Given request 1: Please extract every line in the entries below that contains the word "white". Case counts.

Excerpted passage:
If they do a good enough job researching for your task, then they’ll be able to teach themselves as time goes on.

Also, keep in mind that a good content marketer is an investment. Don’t expect to ROI off that hire immediately. It will take months before you see the snowball effect.”

Rob Wormley, Head of Content Marketing at When I Work, suggests that you go beyond the blog post and challenge candidates to come up with content promotion plans:

“There are A TON of writers out there who are calling themselves ‘content marketers’ now. A good way to weed out unqualified candidates is to give them a small test. Instead of asking them to write a blog post for you, ask them to pitch you a potential blog post idea and content promotion plan that can be executed on once that piece of content has been published.

You’ll figure out really quickly who has the knowledge/skills and who doesn’t. Also, you get what you pay for. If you don’t want to pay for a good content marketer, then don’t be surprised when you don’t get good results.”

In the mean time

Content marketing takes a long time to take hold, so doing something is better than doing nothing.

Some people feel they need an in-house content marketer to get started on their efforts, which I totally get, but a seasoned consultant can help get things started, so that you’ll have a library of assets when your new content marketer starts.

Given request 2: Transcribe the passage on hiring content marketers above in full, word for word.

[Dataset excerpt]
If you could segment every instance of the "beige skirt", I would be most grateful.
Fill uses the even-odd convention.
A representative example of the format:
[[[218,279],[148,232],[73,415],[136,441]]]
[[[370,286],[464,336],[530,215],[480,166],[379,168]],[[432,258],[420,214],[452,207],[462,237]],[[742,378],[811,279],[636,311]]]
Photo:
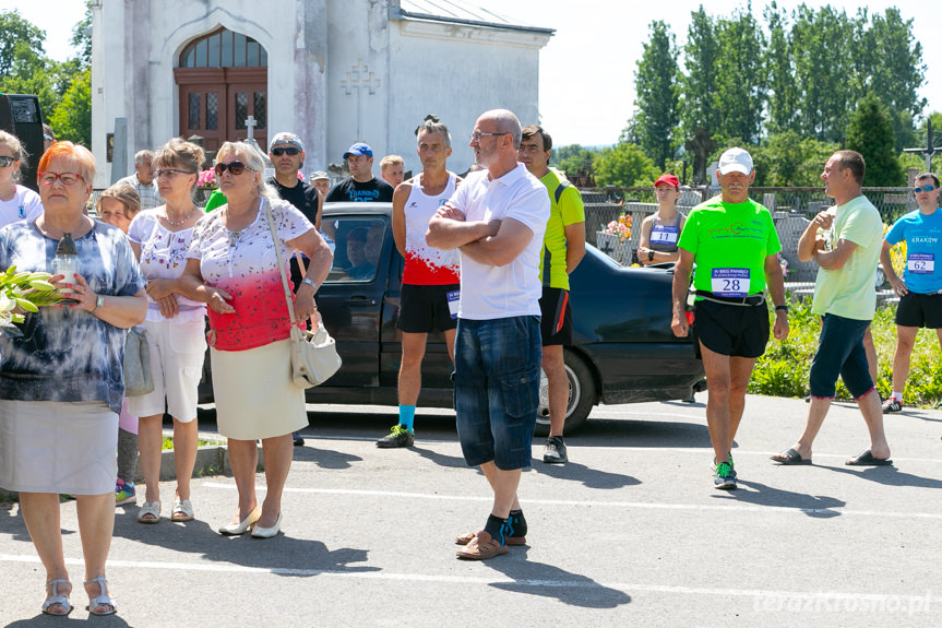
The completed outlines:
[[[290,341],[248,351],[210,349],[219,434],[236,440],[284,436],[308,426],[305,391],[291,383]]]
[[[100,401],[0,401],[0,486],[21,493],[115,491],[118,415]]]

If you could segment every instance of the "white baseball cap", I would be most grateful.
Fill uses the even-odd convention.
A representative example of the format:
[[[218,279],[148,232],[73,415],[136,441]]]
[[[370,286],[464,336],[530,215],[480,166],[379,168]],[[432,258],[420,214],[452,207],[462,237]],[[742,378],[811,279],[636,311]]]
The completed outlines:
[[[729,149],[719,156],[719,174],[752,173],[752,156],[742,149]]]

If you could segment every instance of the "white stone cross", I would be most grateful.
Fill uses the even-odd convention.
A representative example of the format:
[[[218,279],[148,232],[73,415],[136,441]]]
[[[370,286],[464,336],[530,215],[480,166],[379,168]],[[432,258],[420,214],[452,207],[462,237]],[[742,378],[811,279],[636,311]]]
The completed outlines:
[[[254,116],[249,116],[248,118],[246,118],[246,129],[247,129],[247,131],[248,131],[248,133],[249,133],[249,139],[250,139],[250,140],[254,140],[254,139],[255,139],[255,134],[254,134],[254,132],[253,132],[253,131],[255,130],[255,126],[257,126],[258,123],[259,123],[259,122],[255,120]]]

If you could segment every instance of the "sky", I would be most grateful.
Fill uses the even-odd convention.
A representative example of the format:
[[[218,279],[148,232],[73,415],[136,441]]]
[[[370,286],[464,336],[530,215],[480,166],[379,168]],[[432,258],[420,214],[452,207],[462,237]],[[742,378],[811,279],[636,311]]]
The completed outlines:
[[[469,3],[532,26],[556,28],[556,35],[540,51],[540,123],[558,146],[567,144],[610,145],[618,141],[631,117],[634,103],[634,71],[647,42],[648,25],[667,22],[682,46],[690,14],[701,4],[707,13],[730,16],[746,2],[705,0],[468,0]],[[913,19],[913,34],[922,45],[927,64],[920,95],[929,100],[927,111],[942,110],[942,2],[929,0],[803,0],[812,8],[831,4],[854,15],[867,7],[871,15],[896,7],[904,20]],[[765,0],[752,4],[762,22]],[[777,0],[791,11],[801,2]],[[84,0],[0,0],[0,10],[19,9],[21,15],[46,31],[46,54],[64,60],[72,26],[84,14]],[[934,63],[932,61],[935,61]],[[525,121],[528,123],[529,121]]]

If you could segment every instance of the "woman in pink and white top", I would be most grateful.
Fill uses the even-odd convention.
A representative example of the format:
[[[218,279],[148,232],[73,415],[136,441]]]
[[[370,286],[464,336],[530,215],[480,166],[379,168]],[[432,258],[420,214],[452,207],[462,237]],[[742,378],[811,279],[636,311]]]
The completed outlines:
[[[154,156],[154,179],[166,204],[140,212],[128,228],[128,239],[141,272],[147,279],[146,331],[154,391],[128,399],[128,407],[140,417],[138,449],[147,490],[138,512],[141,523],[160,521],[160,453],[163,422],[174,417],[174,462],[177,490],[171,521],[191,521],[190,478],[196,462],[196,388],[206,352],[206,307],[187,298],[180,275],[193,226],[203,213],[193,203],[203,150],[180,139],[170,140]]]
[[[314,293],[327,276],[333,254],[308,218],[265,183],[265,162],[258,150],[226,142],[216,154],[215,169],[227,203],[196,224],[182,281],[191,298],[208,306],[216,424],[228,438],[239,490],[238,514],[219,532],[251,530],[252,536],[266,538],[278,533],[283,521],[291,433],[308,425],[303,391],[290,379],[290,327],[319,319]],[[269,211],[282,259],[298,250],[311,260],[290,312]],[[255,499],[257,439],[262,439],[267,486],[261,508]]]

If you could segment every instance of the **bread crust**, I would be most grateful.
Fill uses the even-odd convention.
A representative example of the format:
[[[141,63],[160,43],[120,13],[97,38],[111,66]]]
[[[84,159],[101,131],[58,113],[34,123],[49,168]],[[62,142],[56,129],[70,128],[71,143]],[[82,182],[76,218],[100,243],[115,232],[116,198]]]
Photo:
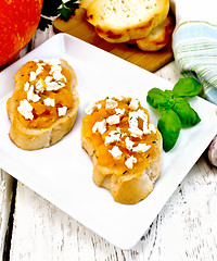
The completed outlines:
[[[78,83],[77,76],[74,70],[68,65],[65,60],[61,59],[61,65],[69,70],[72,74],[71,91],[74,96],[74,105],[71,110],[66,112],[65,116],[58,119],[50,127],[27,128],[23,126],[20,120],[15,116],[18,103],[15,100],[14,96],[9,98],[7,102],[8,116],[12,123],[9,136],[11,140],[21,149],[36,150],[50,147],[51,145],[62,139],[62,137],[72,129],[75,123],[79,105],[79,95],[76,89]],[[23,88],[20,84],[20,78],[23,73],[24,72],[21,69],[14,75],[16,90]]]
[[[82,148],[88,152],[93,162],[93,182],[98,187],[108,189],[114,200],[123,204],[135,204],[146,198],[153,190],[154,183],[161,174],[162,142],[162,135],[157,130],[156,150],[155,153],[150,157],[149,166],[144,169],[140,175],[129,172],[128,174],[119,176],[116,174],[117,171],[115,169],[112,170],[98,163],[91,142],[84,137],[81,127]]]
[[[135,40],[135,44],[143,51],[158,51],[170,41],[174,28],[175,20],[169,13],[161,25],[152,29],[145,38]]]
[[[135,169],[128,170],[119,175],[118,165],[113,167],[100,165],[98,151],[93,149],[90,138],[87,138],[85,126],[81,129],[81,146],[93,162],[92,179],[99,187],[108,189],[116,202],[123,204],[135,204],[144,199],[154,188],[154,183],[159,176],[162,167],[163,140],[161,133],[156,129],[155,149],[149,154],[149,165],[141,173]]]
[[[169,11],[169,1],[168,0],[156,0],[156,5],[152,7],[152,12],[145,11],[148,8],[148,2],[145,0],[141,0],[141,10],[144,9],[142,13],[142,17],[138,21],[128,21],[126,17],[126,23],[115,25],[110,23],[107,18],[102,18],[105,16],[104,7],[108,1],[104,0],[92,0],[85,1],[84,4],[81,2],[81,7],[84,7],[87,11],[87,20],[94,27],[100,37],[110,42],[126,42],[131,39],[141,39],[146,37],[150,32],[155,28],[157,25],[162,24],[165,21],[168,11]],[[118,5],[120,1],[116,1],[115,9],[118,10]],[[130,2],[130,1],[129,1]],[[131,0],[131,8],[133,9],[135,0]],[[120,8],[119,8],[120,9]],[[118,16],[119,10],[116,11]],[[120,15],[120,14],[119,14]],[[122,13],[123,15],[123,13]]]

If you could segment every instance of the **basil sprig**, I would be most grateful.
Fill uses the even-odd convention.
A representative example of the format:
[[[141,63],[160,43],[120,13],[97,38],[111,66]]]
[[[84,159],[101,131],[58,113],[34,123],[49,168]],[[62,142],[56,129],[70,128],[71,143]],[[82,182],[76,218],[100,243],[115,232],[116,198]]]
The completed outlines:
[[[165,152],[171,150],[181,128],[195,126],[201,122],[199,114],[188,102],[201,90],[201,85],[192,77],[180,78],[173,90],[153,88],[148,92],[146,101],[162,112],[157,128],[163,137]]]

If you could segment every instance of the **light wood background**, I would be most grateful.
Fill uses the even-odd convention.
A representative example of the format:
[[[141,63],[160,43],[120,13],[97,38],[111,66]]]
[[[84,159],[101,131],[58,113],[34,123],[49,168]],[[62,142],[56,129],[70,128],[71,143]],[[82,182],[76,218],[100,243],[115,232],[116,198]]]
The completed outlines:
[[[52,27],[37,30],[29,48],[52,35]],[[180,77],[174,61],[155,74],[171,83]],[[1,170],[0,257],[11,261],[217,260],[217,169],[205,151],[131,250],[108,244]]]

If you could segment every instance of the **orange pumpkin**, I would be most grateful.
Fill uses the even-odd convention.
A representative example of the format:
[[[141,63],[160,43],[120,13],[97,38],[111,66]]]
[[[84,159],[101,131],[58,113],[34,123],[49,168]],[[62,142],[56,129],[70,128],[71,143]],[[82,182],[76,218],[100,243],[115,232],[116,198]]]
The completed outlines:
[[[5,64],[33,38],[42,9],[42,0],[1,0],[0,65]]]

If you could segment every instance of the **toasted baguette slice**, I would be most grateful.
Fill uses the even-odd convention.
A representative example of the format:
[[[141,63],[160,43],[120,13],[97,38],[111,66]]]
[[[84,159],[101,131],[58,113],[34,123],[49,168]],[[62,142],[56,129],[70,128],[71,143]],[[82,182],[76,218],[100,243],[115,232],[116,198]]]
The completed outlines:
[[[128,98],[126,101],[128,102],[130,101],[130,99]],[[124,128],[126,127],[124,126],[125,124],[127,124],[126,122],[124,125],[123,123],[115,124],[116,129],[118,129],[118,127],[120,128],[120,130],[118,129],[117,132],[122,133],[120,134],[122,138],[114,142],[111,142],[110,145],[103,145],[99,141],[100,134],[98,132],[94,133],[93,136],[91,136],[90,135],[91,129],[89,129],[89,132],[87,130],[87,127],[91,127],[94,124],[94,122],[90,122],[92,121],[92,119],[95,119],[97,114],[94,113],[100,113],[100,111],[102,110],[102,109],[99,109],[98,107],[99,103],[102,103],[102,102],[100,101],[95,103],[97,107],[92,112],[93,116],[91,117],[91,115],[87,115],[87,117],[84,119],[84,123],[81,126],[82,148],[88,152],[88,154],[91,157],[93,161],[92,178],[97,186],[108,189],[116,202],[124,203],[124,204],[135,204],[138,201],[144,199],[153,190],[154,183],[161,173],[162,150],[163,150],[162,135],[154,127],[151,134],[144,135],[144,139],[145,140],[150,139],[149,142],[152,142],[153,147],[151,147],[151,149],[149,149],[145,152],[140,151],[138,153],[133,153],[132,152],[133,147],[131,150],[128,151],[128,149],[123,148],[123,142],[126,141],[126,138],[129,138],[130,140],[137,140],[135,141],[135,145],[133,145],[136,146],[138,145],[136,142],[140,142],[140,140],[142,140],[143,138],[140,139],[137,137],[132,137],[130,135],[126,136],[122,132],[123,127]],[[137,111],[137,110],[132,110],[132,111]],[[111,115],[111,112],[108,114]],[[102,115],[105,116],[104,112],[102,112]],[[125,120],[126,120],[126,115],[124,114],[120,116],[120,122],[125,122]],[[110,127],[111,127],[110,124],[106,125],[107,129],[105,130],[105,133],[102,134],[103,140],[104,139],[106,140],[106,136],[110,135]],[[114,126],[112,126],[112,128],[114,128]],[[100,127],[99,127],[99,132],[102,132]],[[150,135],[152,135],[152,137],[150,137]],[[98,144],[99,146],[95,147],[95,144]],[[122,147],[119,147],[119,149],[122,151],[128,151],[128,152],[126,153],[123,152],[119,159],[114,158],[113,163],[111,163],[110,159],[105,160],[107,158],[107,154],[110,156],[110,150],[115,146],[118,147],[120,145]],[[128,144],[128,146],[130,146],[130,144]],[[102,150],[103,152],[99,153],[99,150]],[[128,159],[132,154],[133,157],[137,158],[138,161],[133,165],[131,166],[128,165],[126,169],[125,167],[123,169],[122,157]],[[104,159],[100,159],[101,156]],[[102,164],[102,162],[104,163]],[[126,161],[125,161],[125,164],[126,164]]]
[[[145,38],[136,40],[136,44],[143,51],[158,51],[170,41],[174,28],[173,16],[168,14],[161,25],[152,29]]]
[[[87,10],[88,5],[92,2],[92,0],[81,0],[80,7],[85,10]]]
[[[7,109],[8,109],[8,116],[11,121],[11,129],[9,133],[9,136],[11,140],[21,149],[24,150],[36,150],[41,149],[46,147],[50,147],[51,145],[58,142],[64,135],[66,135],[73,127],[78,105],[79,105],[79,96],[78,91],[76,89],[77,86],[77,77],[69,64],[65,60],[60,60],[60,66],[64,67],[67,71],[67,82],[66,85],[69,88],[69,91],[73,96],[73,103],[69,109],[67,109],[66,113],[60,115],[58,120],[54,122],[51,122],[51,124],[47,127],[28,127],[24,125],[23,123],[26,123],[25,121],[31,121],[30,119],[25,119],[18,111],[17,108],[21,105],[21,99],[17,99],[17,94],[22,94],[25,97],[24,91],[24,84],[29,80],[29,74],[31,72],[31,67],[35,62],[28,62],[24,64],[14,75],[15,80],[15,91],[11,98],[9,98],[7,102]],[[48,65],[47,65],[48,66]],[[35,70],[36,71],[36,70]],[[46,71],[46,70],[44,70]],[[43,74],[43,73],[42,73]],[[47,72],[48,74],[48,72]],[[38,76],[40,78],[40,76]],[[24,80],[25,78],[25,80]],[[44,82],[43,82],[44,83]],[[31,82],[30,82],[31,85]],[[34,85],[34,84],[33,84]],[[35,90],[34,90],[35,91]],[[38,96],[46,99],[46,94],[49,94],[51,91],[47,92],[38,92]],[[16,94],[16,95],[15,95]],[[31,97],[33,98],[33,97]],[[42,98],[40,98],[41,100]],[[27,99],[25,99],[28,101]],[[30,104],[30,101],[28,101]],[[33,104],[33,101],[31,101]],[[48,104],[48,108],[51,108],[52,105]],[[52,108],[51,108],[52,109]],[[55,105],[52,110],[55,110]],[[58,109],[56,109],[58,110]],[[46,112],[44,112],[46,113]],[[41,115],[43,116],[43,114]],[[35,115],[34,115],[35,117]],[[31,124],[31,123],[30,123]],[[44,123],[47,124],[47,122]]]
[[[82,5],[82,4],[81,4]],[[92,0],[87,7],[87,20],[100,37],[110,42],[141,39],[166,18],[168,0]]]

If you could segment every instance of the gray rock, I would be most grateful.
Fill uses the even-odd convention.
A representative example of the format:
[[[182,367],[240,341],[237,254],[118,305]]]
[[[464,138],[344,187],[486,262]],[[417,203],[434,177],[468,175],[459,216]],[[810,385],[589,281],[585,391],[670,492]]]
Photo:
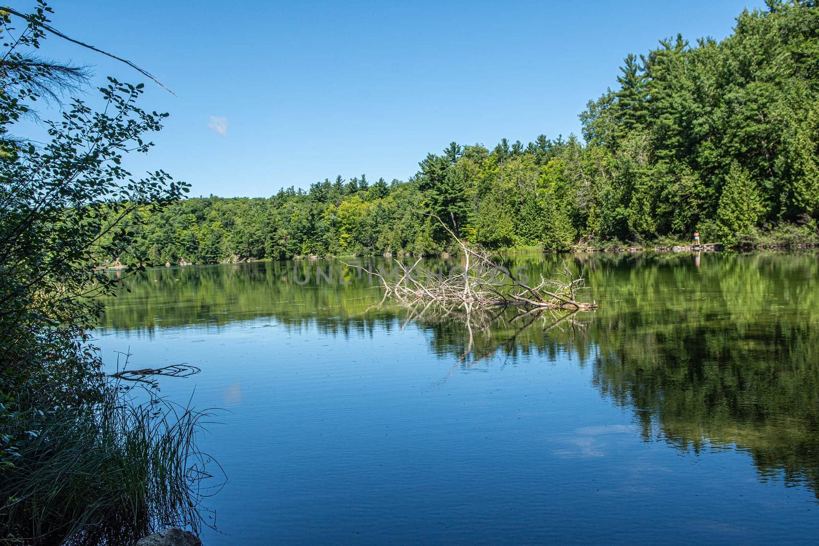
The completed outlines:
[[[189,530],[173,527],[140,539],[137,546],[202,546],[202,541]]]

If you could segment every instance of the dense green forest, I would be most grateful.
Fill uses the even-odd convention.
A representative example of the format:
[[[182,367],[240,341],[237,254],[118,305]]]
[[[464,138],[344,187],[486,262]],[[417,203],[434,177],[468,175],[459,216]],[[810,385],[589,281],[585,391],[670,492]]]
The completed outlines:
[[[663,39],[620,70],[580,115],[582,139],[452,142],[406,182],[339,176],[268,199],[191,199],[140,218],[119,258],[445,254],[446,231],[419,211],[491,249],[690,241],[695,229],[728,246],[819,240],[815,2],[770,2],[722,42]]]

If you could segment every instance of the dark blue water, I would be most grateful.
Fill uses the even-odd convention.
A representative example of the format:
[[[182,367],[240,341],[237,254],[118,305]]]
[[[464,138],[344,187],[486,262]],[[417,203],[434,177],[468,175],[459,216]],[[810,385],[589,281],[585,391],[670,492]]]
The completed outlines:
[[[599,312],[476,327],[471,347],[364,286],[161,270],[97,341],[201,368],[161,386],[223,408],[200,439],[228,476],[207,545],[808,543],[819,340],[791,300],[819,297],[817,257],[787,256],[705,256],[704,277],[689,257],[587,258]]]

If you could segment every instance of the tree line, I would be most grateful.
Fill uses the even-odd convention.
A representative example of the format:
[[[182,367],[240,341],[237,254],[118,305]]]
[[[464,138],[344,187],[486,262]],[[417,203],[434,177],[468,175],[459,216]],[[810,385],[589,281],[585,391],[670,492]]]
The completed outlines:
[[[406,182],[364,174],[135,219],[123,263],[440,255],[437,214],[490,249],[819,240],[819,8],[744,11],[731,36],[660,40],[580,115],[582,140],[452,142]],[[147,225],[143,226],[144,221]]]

Right answer 1:
If you could segment every instance of the "white baseball cap", I would be most grateful.
If you could segment every instance of the "white stone cross", I would be most grateful.
If you could segment every instance of the "woman in pink and white top", I would be most grateful.

Right answer 2:
If they do a good enough job researching for your task, then they’ll be able to teach themselves as time goes on.

Also, keep in mind that a good content marketer is an investment. Don’t expect to ROI off that hire immediately. It will take months before you see the snowball effect.”

Rob Wormley, Head of Content Marketing at When I Work, suggests that you go beyond the blog post and challenge candidates to come up with content promotion plans:

“There are A TON of writers out there who are calling themselves ‘content marketers’ now. A good way to weed out unqualified candidates is to give them a small test. Instead of asking them to write a blog post for you, ask them to pitch you a potential blog post idea and content promotion plan that can be executed on once that piece of content has been published.

You’ll figure out really quickly who has the knowledge/skills and who doesn’t. Also, you get what you pay for. If you don’t want to pay for a good content marketer, then don’t be surprised when you don’t get good results.”

In the mean time

Content marketing takes a long time to take hold, so doing something is better than doing nothing.

Some people feel they need an in-house content marketer to get started on their efforts, which I totally get, but a seasoned consultant can help get things started, so that you’ll have a library of assets when your new content marketer starts.